What is asked:
Extract every line of the entries below that contains the word "photo", and treat uppercase and lowercase letters as different.

Supplied material:
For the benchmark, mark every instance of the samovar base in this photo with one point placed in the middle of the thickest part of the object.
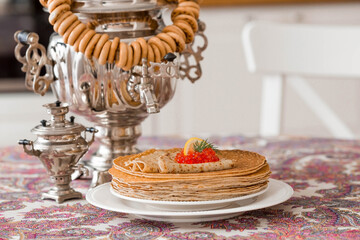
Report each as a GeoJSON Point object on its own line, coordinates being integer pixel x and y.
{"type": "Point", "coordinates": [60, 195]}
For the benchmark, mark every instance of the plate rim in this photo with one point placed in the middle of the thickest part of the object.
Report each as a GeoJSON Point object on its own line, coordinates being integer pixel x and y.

==

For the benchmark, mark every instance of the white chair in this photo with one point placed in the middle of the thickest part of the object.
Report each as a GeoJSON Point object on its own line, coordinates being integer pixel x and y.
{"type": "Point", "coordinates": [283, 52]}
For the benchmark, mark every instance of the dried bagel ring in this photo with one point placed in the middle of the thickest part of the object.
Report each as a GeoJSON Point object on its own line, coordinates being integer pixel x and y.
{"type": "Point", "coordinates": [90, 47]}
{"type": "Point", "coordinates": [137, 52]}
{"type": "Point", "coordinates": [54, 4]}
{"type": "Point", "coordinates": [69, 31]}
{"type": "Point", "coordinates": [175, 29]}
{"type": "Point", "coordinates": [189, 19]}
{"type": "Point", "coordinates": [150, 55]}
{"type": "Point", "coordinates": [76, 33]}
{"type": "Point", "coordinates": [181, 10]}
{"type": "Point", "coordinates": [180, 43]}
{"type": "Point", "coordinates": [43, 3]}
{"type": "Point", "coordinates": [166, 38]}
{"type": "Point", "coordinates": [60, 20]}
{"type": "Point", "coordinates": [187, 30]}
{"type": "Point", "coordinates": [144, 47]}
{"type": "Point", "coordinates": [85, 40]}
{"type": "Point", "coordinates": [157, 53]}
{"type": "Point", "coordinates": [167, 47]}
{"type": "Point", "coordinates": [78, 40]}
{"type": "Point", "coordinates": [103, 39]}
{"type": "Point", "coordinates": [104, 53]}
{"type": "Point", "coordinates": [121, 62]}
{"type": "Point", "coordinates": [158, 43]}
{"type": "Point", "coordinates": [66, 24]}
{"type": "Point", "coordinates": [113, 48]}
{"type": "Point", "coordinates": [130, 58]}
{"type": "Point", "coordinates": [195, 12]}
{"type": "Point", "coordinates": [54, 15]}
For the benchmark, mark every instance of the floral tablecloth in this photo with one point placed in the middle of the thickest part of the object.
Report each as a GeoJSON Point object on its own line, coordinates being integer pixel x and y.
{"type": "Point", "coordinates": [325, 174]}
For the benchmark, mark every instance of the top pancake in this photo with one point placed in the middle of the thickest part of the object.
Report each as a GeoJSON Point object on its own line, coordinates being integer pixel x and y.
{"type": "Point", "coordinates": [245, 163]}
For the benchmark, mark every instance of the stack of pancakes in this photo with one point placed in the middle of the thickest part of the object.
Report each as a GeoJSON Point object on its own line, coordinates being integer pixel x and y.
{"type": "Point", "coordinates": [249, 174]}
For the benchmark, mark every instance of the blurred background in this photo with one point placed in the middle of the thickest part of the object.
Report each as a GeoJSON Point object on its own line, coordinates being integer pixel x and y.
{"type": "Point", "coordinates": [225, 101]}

--

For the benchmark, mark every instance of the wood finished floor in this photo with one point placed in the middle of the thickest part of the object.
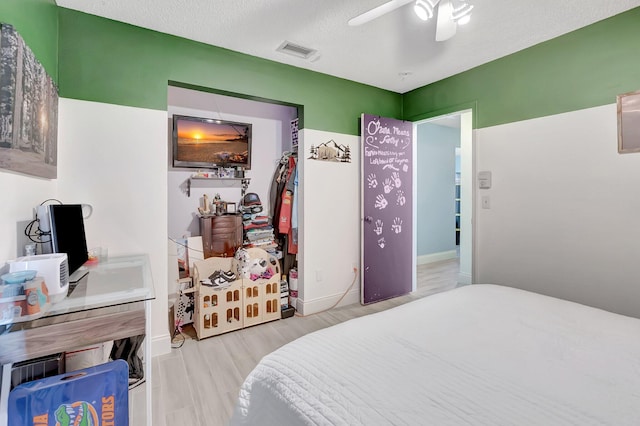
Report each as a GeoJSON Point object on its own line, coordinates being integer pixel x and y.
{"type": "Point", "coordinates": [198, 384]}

Response:
For the benchmark, mark every instance of the samovar base in this photo with one point placed in the middle of the thickest part of the object.
For the benchmark, mark every instance of the plate rim in this photo with one point placed in the middle of the thickest part of the object.
For the benchmark, mark every instance of the white chair in this photo with one point placed in the middle of the thickest part of the object.
For the benchmark, mark every instance of the dried bagel ring in this photo with one point placed in the middle of the thickest part of the object.
For the benchmark, mark every instance of the floral tablecloth in this photo with one point placed in the middle of the thickest part of the object.
For the benchmark, mark every instance of the top pancake in this photo with one point placed in the middle of the thickest part of the object.
For the benchmark, mark every instance of the stack of pancakes in this photo with one point placed in the middle of the thickest part of the object.
For the benchmark, mark every instance of the blurred background in this photo with one point placed in the middle of the thickest part of the object.
For the benchmark, mark every instance of the wood finished floor in this photo with one point placed in the middle of the thickest part of the object.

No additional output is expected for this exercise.